Dataset records about object locations

# # # # #

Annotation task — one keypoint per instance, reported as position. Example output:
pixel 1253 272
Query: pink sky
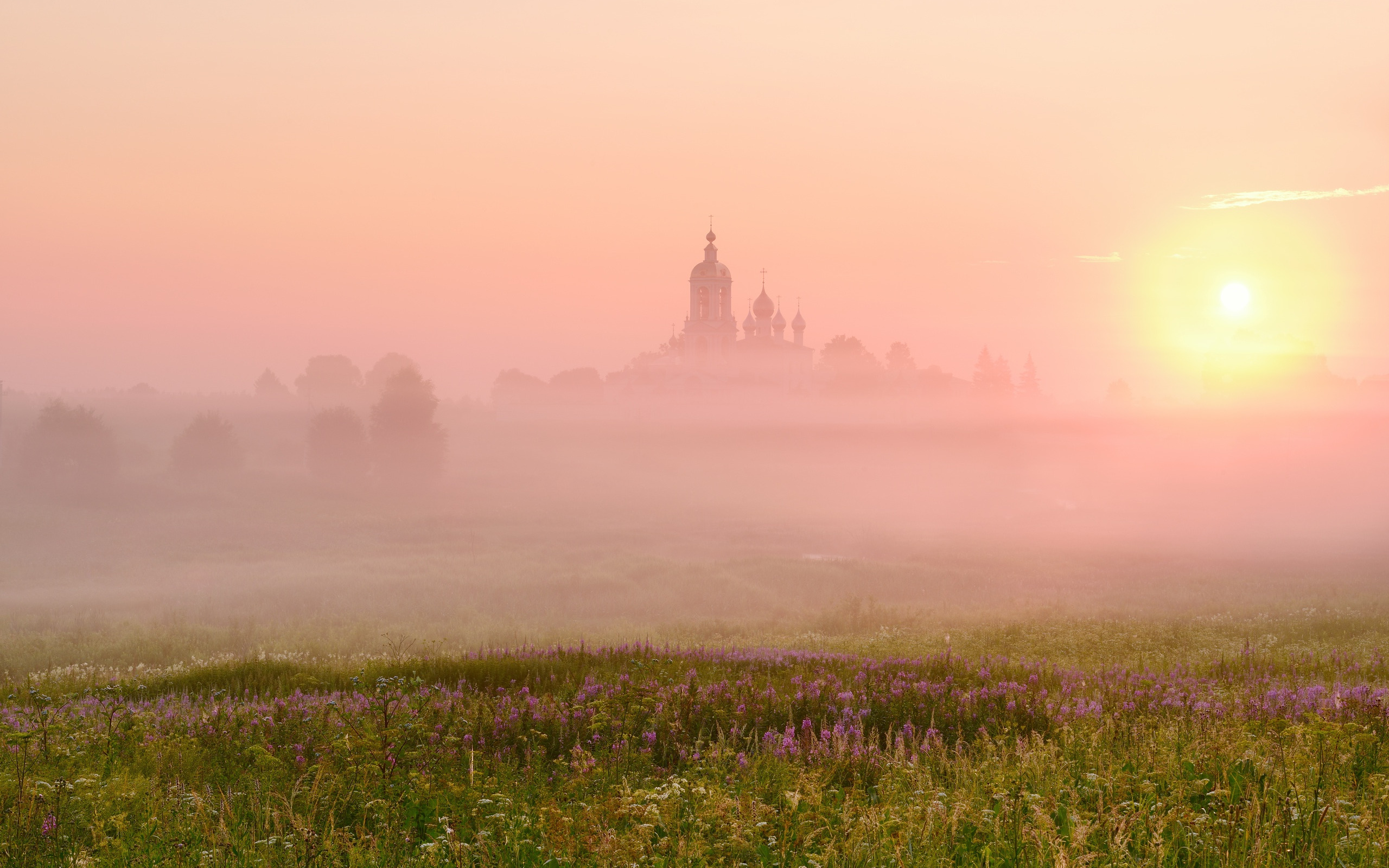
pixel 194 192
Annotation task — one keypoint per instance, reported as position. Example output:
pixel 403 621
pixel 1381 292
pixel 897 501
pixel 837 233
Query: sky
pixel 191 194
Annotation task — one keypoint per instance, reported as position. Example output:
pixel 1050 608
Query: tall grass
pixel 688 756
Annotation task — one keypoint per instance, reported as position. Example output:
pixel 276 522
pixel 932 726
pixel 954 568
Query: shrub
pixel 330 380
pixel 338 446
pixel 68 449
pixel 407 445
pixel 209 445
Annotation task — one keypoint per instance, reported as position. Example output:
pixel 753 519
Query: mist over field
pixel 698 520
pixel 695 435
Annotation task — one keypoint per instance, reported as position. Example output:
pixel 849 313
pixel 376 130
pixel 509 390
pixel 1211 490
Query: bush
pixel 338 446
pixel 68 449
pixel 516 386
pixel 330 380
pixel 409 446
pixel 209 445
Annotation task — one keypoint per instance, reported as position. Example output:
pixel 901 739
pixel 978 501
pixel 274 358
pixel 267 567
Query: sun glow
pixel 1253 286
pixel 1235 299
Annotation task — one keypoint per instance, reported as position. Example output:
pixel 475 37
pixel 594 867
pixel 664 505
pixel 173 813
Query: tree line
pixel 71 449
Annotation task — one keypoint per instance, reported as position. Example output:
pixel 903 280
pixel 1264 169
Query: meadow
pixel 702 756
pixel 674 646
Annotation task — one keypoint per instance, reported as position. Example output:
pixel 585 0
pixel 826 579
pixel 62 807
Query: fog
pixel 699 517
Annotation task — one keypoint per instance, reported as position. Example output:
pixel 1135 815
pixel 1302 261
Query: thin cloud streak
pixel 1258 197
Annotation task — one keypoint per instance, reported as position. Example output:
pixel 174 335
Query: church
pixel 712 348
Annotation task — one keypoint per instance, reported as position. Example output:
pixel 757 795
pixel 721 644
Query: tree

# # # # #

* What is expected
Update the rows above by changing "keypoint" to "landmark" everywhere and keeping everything else the same. Omit the pictures from your answer.

* Full answer
Annotation task — one landmark per instance, reported as position. Example output:
pixel 1253 272
Query: pink sky
pixel 194 192
Annotation task — one landmark per instance, reported as position. Example output:
pixel 403 621
pixel 1381 292
pixel 897 501
pixel 837 233
Query: sky
pixel 191 194
Annotation task — one landmark per instance, reported as position. Example output:
pixel 1050 608
Query: tall grass
pixel 688 756
Annotation task — one landmark per instance, reported as position. Example output:
pixel 276 522
pixel 932 726
pixel 954 568
Query: shrub
pixel 330 380
pixel 338 446
pixel 68 449
pixel 407 445
pixel 209 445
Annotation task — one landmark per instance, reported as position. Example output:
pixel 753 519
Query: mist over field
pixel 698 520
pixel 695 435
Annotation task — one landmark per instance, reported as position. Example output:
pixel 849 313
pixel 376 130
pixel 509 390
pixel 1211 490
Query: bush
pixel 338 446
pixel 68 449
pixel 516 386
pixel 330 380
pixel 409 446
pixel 209 445
Annotation task — one landmark per instance, reported as position. Example output:
pixel 901 739
pixel 978 501
pixel 274 358
pixel 267 567
Query: sun glow
pixel 1253 286
pixel 1235 299
Annotation task — one landmark per instance, reported as position. Example output:
pixel 475 37
pixel 594 867
pixel 664 505
pixel 173 813
Query: tree line
pixel 71 449
Annotation task — one landmark per instance, reported as position. Example output:
pixel 903 280
pixel 1264 169
Query: meadow
pixel 702 756
pixel 674 646
Annotation task — one landmark per instance, reported as position. Example output:
pixel 585 0
pixel 826 579
pixel 62 807
Query: fog
pixel 699 517
Annotation task — one landmark per instance, reported as position. Example output:
pixel 1135 815
pixel 1302 261
Query: thin cloud streak
pixel 1258 197
Annotation task — one landmark per instance, reported as position. Example output:
pixel 174 335
Query: church
pixel 712 348
Annotation task — one landmark per instance, reported as position. Example output:
pixel 757 795
pixel 721 644
Query: tree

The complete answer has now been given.